- **TASK GOAL**:
Pictures aside, can you reproduce the records word for word?

[Items from a data source]
^^^^^^^^
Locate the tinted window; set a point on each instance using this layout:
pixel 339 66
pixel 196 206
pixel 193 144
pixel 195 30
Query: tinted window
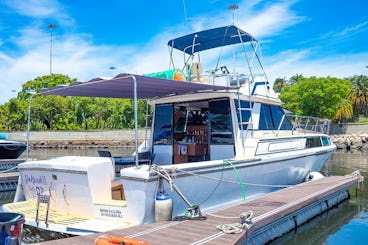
pixel 271 117
pixel 325 141
pixel 277 114
pixel 265 120
pixel 163 124
pixel 220 121
pixel 245 114
pixel 313 142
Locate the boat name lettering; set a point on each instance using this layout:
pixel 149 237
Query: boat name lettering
pixel 35 180
pixel 111 213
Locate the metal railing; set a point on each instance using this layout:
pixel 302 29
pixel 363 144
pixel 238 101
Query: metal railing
pixel 310 124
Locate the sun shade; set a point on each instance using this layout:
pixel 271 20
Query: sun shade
pixel 209 39
pixel 122 86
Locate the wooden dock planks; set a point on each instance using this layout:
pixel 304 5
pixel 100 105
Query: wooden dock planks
pixel 267 209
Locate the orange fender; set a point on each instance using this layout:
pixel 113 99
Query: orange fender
pixel 111 240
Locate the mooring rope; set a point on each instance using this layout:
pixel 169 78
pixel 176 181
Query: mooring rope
pixel 244 224
pixel 9 169
pixel 348 176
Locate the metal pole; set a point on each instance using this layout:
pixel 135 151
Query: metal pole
pixel 135 121
pixel 51 27
pixel 28 125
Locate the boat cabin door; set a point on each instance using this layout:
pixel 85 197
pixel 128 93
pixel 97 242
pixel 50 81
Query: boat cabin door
pixel 163 134
pixel 221 130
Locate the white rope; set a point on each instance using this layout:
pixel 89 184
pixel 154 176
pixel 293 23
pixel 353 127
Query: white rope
pixel 352 175
pixel 9 169
pixel 234 228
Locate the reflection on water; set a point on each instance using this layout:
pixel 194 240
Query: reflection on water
pixel 348 222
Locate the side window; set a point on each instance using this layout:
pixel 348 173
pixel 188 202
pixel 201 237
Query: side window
pixel 326 141
pixel 245 114
pixel 271 116
pixel 313 142
pixel 265 120
pixel 277 114
pixel 163 125
pixel 220 122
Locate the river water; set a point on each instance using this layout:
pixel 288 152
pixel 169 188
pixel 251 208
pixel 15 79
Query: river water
pixel 345 224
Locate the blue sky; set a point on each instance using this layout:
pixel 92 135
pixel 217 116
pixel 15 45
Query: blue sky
pixel 309 37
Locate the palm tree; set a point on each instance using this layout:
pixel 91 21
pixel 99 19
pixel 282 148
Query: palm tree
pixel 295 79
pixel 344 110
pixel 358 95
pixel 279 84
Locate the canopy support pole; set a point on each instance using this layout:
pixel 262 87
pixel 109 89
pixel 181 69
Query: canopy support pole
pixel 135 120
pixel 28 126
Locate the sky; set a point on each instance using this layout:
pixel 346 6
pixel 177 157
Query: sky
pixel 308 37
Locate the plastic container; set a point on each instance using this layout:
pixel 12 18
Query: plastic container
pixel 11 228
pixel 163 207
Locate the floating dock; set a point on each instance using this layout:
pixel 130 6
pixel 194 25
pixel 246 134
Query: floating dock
pixel 9 181
pixel 6 164
pixel 274 214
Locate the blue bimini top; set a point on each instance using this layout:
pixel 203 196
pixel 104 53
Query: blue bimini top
pixel 212 38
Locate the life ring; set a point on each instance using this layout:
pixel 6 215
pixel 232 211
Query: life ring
pixel 111 240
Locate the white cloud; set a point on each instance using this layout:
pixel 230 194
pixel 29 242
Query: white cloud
pixel 76 56
pixel 293 62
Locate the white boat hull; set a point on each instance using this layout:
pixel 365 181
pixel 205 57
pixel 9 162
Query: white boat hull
pixel 213 184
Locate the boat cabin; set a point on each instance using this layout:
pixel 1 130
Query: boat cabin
pixel 211 128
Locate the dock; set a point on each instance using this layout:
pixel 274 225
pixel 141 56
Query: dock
pixel 274 214
pixel 9 181
pixel 10 163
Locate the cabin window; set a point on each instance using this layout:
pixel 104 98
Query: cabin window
pixel 220 122
pixel 245 114
pixel 325 141
pixel 271 117
pixel 163 124
pixel 313 142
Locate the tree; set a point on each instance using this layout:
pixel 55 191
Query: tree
pixel 318 97
pixel 279 84
pixel 47 81
pixel 344 110
pixel 358 95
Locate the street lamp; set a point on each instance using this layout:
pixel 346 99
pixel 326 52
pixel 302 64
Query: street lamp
pixel 32 93
pixel 233 7
pixel 51 28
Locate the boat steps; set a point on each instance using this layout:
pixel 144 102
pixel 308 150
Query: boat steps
pixel 274 215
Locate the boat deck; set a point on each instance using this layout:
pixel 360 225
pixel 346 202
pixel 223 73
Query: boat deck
pixel 274 214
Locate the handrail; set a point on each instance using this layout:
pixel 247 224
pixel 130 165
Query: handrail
pixel 310 124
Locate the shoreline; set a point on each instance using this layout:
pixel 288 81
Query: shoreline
pixel 125 138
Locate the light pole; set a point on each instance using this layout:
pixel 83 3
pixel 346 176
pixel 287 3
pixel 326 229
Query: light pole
pixel 233 7
pixel 51 28
pixel 32 93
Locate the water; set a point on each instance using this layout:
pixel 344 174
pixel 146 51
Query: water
pixel 345 224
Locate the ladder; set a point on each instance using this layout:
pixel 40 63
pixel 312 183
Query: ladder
pixel 148 125
pixel 240 111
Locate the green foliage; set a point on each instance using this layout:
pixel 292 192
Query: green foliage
pixel 358 95
pixel 47 81
pixel 60 113
pixel 318 97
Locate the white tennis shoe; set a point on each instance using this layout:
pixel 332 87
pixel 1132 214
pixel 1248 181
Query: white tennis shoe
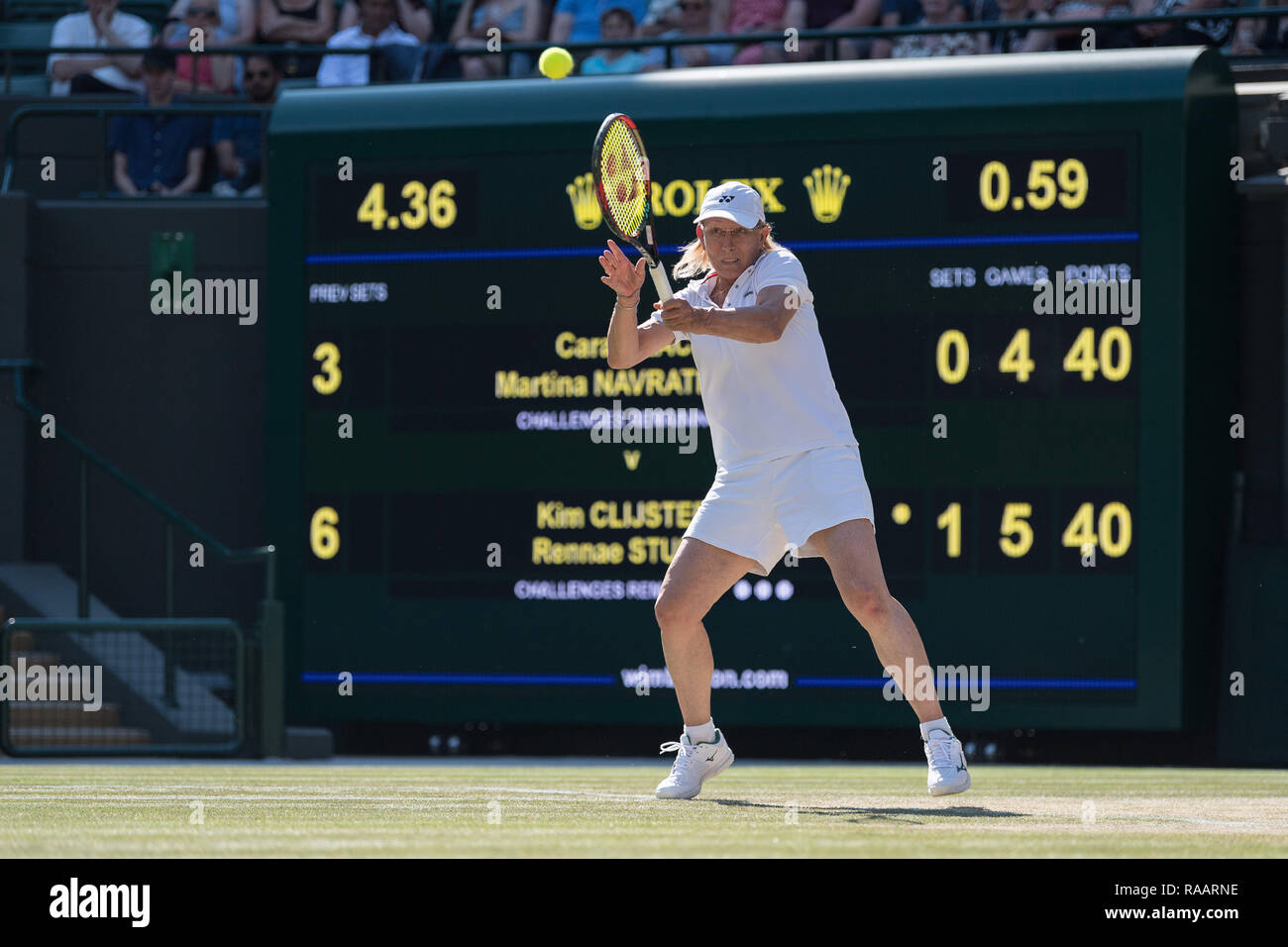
pixel 694 766
pixel 948 774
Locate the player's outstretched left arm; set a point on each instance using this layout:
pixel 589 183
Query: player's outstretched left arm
pixel 629 343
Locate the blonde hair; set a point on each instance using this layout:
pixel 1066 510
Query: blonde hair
pixel 695 261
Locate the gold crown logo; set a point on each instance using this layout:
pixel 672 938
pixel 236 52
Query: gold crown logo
pixel 827 187
pixel 585 206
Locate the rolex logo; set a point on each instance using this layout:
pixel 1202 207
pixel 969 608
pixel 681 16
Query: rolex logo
pixel 827 187
pixel 585 206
^^^^^^^^
- **RESULT OF THIS EXERCISE**:
Locate the tinted window; set a point on each instance using this layout:
pixel 339 66
pixel 196 206
pixel 193 144
pixel 195 30
Query: tinted window
pixel 271 117
pixel 325 141
pixel 277 114
pixel 265 120
pixel 163 124
pixel 220 121
pixel 245 114
pixel 313 142
Locate the boat name lettering; set a point on each instance using this layout:
pixel 149 237
Query: boat name lettering
pixel 35 180
pixel 111 213
Locate the metal railing; set a point on each instance using this layout:
pixel 302 29
pixel 363 144
pixel 238 101
Query: metal railing
pixel 310 124
Locate the sun shade; set a point on each instance using this layout:
pixel 271 20
Query: sun shade
pixel 209 39
pixel 122 86
Locate the wooden dock planks; set a point on each instance using this layout:
pixel 304 5
pixel 100 105
Query: wooden dock planks
pixel 267 209
Locate the orange fender; set a point on each instance using this layout:
pixel 113 99
Query: orange fender
pixel 111 240
Locate the mooring rope; set a point on each instance using this layout:
pixel 169 78
pixel 176 181
Query: mooring rope
pixel 244 224
pixel 9 169
pixel 348 176
Locate the metal pole; set a point on each instance using this layout:
pixel 135 151
Query: metal pole
pixel 135 121
pixel 51 27
pixel 28 125
Locate the boat cabin door; set a point on each instance using this layout:
pixel 85 197
pixel 128 93
pixel 97 242
pixel 50 81
Query: boat cabin door
pixel 163 134
pixel 221 130
Locate the white rope; set a point on each instance using this layout:
pixel 89 184
pixel 154 176
pixel 293 23
pixel 353 127
Query: white rope
pixel 352 175
pixel 9 169
pixel 234 228
Locate the reflection on water; set a point on each instance using this layout:
pixel 194 240
Query: reflection on water
pixel 348 222
Locate the side window; set a point on each instance using this layout:
pixel 348 173
pixel 188 202
pixel 201 237
Query: side window
pixel 326 141
pixel 245 114
pixel 271 116
pixel 313 142
pixel 265 120
pixel 277 114
pixel 163 125
pixel 220 122
Locate the river water; set a point on each instance using this layout:
pixel 288 152
pixel 169 188
pixel 251 208
pixel 15 79
Query: river water
pixel 345 224
Locate the blue sky; set a point on each instance using this layout:
pixel 92 135
pixel 217 116
pixel 15 45
Query: blue sky
pixel 309 37
Locate the palm tree; set a point on each instance using this layout:
pixel 91 21
pixel 99 19
pixel 282 148
Query: palm tree
pixel 295 79
pixel 344 110
pixel 358 95
pixel 279 84
Locate the canopy support pole; set a point on each instance using this layout:
pixel 262 87
pixel 109 89
pixel 181 69
Query: canopy support pole
pixel 135 120
pixel 28 126
Locate the sky; set a point on each instance using this layout:
pixel 346 6
pixel 177 157
Query: sky
pixel 308 37
Locate the plastic container; set a point on each instance using this layout:
pixel 12 18
Query: plastic container
pixel 11 228
pixel 163 207
Locate the floating dock; set a point on each instance using this layout:
pixel 130 6
pixel 194 25
pixel 246 134
Query: floating dock
pixel 9 181
pixel 6 164
pixel 274 214
Locate the blue bimini top; set a point on each instance using this layout:
pixel 203 196
pixel 104 53
Query: blue bimini top
pixel 212 38
Locate the life ring; set a point on each instance using this layout:
pixel 6 215
pixel 232 211
Query: life ring
pixel 111 240
Locate the white cloud; set a point on each instance using this layout:
pixel 230 194
pixel 29 242
Query: white cloud
pixel 76 56
pixel 293 62
Locate the white boat hull; set a point on each instance using this layout:
pixel 365 181
pixel 205 57
pixel 9 162
Query: white boat hull
pixel 213 184
Locate the boat cabin; set a point on each instance using this layout:
pixel 1 130
Query: boat cabin
pixel 211 128
Locate the dock; set a point on each instance using this layout:
pixel 274 225
pixel 141 56
Query: dock
pixel 274 214
pixel 9 181
pixel 10 163
Locate the cabin window; set a point on each instance using this layout:
pixel 104 98
Query: cabin window
pixel 220 122
pixel 245 114
pixel 325 141
pixel 271 117
pixel 163 124
pixel 313 142
Locate the tree; set a point on each instance using this layout:
pixel 55 191
Query: tree
pixel 318 97
pixel 279 84
pixel 47 81
pixel 344 110
pixel 358 95
Locate the street lamp; set a point on each instance using this layout:
pixel 346 99
pixel 326 52
pixel 302 64
Query: street lamp
pixel 32 93
pixel 233 7
pixel 51 28
Locate the boat steps; set a point on each instance using this layout:
pixel 144 102
pixel 308 150
Query: boat steps
pixel 274 215
Locate the boat deck; set a point on each instance using this layout:
pixel 360 225
pixel 346 202
pixel 223 73
Query: boat deck
pixel 274 214
Locate the handrail; set a point on each instance using this layout:
pixel 247 224
pixel 130 165
Query: handrail
pixel 310 124
Locate the shoreline; set a point on each instance using this layout:
pixel 288 81
Query: shoreline
pixel 125 138
Locate the light pole; set a point on each instance using this layout:
pixel 83 3
pixel 346 176
pixel 287 3
pixel 326 229
Query: light pole
pixel 233 7
pixel 51 28
pixel 32 93
Locate the water; set a point on each instance using this layout:
pixel 344 174
pixel 146 51
Query: water
pixel 345 224
Locate the ladder; set a point on each instance using this layout:
pixel 40 63
pixel 312 183
Query: ladder
pixel 148 125
pixel 240 111
Locate the green foliage; set a point on each instance using this layout:
pixel 292 192
Query: green foliage
pixel 358 95
pixel 47 81
pixel 60 113
pixel 318 97
Locate the white tennis shoe; set a point on each instance using this layout:
pixel 332 87
pixel 1132 214
pixel 1248 181
Query: white tennis shoe
pixel 694 766
pixel 948 774
Locate the player's outstretched left arm; set a point on each instance using this layout:
pixel 589 183
Query: player's outstretched left arm
pixel 629 343
Locate the blonde hair; set a point on each instance using this layout:
pixel 1066 510
Query: blonde hair
pixel 695 261
Locate the gold crown logo; set a point on each instance using this layout:
pixel 672 938
pixel 236 52
Query: gold crown logo
pixel 827 187
pixel 585 206
Locate the rolex logo; set a point on each instance using this layout:
pixel 1202 207
pixel 969 608
pixel 681 16
Query: rolex logo
pixel 827 187
pixel 585 206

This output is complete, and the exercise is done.